### Challenges:
(1) In the testing techniques passage, what do the assertions added to the code do?
(2) Write the next part of the testing techniques passage, picking up after its final sentence.

### Quoted text:

= = = = = = =

The members of the test team are responsible for test execution
and reporting.
Testing Techniques
Data-Flow Analysis
Data-flow analysis can be used to increase program understanding
and to develop test cases based on data flow within the program. The data-flow
testing technique is based on investigating the ways values are associated with
variables and the ways that these associations affect the execution of the
program. Data-flow analysis focuses on occurrences of variables, following
paths from the definition (or initialization) of a variable to its uses. The
variable values may be used for computing values for defining other variables
or used as predicate variables to decide whether a predicate is true for
traversing a specific execution path. A data-flow analysis for an entire
program involving all variables and traversing all usage paths requires immense
computational resources; however, this technique can be applied for select
variables. The simplest approach is to validate the usage of select sets of
variables by executing a path that starts with definition and ends at uses of
the definition. The path and the usage of the data can help in identifying
suspicious code blocks and in developing test cases to validate the runtime
behavior of the software. For example, for a chosen data definition-to-use
path, with well-crafted test data, testing can uncover
time-of-check-to-time-of-use (TOCTTOU) flaws. The ”Security Testing” section in
[Howard 02] explains the data mutation technique, which deals with perturbing
environment data. The same technique can be applied to internal data as well,
with the help of data-flow analysis.
Code-Based Fault Injection
The fault injection technique perturbs program states by injecting
software source code to force changes into the state of the program as it
executes. Instrumentation is the process of non-intrusively inserting code into
the software that is being analyzed and then compiling and executing the
modified (or instrumented) software. Assertions are added to the code to raise
a flag when a violation condition is encountered. This form of testing measures
how software behaves when it is forced into anomalous circumstances. Basically
this technique forces non-normative behavior of the software, and the resulting
understanding can help determine whether a program has vulnerabilities that can
lead to security violations. This technique can be used to force error
conditions to exercise the error handling code, change execution paths, input
unexpected (or abnormal) data, change return values, etc. In [Thompson 02],
runtime fault injection is explained and advocated over code-based fault
injection methods. One of the drawbacks of code based methods listed in the
book is the lack of access to source code. However, in this content area, the
assumptions are that source code is available and that the testers have the
knowledge and expertise to understand the code for security implications. Refer
to [Voas 98] for a detailed understanding of software fault injection concepts,
methods, and tools.

= = = = = = =

### Information provided:
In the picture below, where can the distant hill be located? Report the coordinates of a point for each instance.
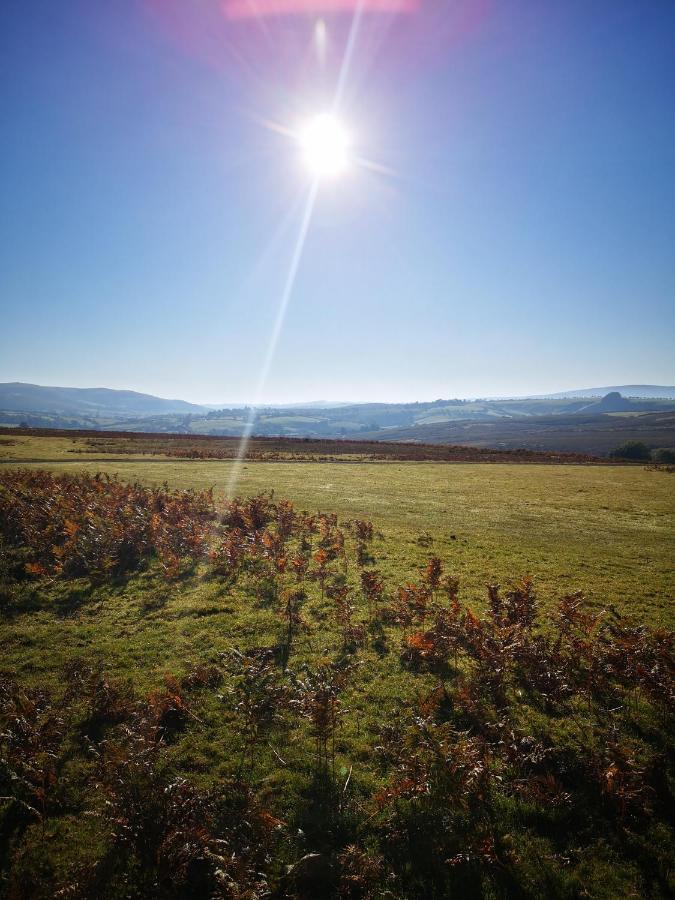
(592, 433)
(89, 402)
(644, 391)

= = = = = = =

### Task responses:
(1) They raise a flag when a violation condition is encountered.

(2)
Abuse Cases
Abuse cases help security testers view the software under test in
the same light as attackers do. Abuse cases capture the non-normative behavior
of the system. While in [McGraw 04c] abuse cases are described more as a design
analysis technique than as a white box testing technique, the same technique
can be used to develop innovative and effective test cases mirroring the way
attackers would view the system. With access to the source code, a tester is in
a better position to quickly see where the weak spots are compared to an
outside attacker. The abuse case can also be applied to interactions between
components within the system to capture abnormal behavior, should a component
misbehave. The technique can also be used to validate design decisions and
assumptions. The simplest, most practical method for creating abuse cases is
usually through a process of informed brainstorming, involving security,
reliability, and subject matter expertise. Known attack
patterns form a rich source for developing abuse cases.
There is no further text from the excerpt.